Entries from a dataset:
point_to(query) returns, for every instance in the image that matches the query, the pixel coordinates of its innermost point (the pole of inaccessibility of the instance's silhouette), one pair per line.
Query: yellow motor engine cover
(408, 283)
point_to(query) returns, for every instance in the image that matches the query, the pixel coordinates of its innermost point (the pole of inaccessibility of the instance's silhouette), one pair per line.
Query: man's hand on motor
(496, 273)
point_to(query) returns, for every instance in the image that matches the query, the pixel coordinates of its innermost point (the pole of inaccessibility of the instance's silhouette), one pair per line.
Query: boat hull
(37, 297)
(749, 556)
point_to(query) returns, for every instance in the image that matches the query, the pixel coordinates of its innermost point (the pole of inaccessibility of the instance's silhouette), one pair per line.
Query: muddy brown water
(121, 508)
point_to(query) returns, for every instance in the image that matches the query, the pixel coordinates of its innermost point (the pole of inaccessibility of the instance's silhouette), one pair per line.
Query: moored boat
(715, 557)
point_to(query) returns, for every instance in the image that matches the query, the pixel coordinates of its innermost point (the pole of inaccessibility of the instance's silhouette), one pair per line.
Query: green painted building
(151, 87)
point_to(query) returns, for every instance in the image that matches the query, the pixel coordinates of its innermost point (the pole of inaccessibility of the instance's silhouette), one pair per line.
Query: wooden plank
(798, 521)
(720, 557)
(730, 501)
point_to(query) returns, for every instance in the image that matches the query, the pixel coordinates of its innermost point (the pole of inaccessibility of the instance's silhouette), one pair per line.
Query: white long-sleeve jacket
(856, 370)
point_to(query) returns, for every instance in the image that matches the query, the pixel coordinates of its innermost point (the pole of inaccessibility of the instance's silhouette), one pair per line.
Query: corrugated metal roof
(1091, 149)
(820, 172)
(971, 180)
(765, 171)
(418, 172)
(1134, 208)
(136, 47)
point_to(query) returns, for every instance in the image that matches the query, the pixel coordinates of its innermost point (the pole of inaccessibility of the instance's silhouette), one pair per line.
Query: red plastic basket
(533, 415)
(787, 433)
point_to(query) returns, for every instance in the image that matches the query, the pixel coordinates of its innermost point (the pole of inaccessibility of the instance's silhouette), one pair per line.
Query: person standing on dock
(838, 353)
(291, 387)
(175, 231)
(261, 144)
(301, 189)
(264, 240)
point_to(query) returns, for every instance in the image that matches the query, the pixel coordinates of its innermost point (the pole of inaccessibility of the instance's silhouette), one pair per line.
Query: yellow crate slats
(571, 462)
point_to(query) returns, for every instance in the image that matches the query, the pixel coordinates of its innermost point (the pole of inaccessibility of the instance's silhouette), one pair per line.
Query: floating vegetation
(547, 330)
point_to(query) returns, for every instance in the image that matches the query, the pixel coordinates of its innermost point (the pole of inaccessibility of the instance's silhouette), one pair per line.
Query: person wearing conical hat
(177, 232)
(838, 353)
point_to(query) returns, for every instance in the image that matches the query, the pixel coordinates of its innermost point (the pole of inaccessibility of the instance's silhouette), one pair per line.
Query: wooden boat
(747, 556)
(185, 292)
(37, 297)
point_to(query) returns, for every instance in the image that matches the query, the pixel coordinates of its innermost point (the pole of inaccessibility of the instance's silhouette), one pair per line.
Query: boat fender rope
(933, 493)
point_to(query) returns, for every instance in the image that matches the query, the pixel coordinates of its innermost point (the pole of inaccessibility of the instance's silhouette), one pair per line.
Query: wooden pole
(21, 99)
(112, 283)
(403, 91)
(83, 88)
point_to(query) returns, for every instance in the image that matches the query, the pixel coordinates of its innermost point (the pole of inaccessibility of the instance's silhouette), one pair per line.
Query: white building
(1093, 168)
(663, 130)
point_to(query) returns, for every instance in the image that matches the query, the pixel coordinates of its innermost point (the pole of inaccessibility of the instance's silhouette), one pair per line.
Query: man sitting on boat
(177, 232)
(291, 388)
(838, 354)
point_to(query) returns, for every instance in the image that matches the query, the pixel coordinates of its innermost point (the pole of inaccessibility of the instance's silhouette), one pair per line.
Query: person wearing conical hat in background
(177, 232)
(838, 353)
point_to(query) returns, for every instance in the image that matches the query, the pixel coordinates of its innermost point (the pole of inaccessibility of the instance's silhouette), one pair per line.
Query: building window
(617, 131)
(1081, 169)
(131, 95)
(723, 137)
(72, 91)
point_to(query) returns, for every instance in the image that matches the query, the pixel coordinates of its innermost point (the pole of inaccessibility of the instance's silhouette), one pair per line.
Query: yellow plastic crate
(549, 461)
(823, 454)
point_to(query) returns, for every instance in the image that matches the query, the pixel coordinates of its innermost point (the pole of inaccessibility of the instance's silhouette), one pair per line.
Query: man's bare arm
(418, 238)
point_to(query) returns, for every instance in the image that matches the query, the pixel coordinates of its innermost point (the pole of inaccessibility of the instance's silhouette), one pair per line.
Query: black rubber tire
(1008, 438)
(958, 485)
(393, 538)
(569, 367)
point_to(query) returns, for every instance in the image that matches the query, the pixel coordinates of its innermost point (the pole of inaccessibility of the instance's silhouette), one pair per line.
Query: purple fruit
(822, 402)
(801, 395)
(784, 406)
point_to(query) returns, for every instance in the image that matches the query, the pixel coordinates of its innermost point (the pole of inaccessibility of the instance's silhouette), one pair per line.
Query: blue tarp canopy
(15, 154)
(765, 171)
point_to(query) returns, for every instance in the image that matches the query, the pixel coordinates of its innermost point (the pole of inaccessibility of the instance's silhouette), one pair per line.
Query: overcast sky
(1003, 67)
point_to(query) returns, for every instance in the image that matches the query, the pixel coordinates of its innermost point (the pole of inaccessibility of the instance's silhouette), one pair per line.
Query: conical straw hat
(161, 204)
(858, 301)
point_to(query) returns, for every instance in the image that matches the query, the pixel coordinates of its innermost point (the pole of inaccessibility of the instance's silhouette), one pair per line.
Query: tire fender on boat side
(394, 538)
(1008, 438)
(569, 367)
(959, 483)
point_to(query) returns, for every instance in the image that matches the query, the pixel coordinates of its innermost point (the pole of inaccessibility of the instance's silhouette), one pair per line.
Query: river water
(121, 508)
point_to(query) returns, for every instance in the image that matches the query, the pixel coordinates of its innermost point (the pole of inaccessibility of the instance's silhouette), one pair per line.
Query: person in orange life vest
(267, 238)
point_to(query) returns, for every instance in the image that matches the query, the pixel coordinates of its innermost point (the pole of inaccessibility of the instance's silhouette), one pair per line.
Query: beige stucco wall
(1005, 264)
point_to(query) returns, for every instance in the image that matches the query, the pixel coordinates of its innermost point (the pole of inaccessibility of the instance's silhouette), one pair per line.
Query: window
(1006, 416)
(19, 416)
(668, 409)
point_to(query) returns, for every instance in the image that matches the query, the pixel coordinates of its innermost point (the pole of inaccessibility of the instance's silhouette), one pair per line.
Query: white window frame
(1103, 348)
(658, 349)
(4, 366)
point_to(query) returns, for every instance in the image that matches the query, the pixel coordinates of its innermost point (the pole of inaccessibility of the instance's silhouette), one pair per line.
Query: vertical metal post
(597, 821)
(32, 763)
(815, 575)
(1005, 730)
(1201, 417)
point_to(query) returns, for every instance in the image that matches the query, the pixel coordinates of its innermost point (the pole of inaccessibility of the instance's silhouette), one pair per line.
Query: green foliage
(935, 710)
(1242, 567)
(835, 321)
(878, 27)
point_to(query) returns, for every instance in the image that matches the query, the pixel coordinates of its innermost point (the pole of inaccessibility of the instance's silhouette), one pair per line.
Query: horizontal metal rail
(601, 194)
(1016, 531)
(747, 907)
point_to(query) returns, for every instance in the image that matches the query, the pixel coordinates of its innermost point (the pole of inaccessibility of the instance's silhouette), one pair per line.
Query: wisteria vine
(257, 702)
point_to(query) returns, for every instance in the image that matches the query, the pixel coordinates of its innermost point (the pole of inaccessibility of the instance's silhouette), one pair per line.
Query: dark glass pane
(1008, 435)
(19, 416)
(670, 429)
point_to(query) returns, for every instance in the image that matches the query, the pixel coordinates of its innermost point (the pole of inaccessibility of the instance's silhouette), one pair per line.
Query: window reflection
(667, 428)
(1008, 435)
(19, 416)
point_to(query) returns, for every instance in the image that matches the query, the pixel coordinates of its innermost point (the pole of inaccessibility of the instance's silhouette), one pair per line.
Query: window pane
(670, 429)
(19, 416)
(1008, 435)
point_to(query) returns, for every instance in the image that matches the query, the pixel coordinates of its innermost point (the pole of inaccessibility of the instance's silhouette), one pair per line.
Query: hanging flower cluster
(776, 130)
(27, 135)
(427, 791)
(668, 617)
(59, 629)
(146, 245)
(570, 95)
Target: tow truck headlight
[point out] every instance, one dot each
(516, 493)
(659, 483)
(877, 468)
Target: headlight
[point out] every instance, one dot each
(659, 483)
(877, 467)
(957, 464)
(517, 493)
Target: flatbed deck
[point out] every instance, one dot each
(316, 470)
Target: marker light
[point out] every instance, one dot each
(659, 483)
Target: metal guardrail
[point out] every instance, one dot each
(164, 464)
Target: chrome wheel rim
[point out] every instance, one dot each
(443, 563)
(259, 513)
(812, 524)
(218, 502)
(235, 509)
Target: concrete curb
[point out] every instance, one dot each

Your goal:
Beginning at the line that contains "Target: headlight", retype each line of the listing up to and including the last one, exactly as it stands, and nothing else.

Response to the exercise:
Target: headlight
[point out] every instance, one dot each
(659, 483)
(877, 467)
(957, 464)
(517, 493)
Target: flatbed deck
[point out] every instance, one dot each
(316, 470)
Target: marker light
[point out] every instance, one dot each
(659, 483)
Target: metal guardrail
[point out] every instance, one dot each
(164, 464)
Target: chrome wheel rim
[point out] every instance, one dot each
(443, 563)
(259, 513)
(812, 524)
(218, 502)
(235, 509)
Target: concrete curb
[point out] every instance, one dot each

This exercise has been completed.